(Point labeling records)

************

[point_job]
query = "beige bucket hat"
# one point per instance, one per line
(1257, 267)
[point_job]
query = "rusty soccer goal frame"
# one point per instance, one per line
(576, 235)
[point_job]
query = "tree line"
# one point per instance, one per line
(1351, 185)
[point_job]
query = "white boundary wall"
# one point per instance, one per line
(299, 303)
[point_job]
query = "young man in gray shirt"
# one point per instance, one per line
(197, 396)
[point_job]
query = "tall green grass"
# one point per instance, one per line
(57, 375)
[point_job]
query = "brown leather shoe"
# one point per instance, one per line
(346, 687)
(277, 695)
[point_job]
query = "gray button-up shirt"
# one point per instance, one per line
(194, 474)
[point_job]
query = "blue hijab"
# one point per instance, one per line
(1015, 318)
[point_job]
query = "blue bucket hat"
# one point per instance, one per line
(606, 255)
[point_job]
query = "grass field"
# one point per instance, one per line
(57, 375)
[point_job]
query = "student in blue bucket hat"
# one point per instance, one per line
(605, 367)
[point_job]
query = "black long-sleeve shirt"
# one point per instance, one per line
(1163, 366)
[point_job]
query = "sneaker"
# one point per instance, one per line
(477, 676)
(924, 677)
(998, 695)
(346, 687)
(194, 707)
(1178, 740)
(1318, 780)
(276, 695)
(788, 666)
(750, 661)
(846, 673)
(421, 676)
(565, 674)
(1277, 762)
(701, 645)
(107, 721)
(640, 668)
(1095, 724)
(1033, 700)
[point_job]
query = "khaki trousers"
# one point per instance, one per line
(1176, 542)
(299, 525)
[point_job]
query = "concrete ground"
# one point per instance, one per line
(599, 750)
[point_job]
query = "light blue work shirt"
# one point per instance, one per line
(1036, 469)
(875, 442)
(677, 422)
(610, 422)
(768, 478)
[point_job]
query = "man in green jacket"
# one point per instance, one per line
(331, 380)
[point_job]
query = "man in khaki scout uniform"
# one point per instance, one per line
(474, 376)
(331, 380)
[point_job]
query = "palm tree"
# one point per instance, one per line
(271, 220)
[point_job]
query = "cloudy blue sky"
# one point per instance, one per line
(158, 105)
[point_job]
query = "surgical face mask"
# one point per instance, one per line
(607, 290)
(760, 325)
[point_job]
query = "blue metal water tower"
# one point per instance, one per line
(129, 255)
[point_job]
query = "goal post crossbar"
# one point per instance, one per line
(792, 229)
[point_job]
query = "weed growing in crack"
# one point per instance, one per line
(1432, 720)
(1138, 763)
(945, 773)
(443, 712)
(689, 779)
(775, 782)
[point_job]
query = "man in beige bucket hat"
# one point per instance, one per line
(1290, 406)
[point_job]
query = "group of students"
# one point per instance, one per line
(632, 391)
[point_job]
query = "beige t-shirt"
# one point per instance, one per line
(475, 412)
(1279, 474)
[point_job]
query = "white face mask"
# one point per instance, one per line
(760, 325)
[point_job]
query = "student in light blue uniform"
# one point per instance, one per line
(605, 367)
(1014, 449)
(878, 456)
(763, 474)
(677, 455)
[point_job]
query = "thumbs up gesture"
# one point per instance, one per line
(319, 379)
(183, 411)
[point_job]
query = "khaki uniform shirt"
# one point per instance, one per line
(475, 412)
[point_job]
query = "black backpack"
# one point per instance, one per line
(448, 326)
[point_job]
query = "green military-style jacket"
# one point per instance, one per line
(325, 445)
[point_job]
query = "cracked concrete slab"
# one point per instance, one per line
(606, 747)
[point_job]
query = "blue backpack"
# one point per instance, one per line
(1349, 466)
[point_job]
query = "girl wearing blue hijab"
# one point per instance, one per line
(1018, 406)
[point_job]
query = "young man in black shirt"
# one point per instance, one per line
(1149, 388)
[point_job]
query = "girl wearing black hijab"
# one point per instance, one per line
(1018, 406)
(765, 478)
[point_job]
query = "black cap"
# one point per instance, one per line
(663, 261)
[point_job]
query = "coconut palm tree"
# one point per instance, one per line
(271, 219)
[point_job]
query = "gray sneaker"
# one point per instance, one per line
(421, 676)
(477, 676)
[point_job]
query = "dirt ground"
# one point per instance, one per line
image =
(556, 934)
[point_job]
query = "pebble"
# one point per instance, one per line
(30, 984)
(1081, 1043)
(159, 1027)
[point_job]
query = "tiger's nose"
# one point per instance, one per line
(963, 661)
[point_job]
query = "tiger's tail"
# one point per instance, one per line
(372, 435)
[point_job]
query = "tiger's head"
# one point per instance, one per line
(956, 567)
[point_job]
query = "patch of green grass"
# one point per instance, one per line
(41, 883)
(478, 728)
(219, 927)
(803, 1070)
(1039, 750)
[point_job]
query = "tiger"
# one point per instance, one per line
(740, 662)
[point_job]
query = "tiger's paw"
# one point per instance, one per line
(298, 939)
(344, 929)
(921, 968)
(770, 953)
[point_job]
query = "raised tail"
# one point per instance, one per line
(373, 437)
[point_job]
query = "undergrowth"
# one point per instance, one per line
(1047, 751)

************

* **REQUIREMENT**
Pull out every line of the records that contains the string "young". Case counts.

* **OUTPUT FOR THIS TASK**
query = "young man in gray shirt"
query = "young man in black shirt"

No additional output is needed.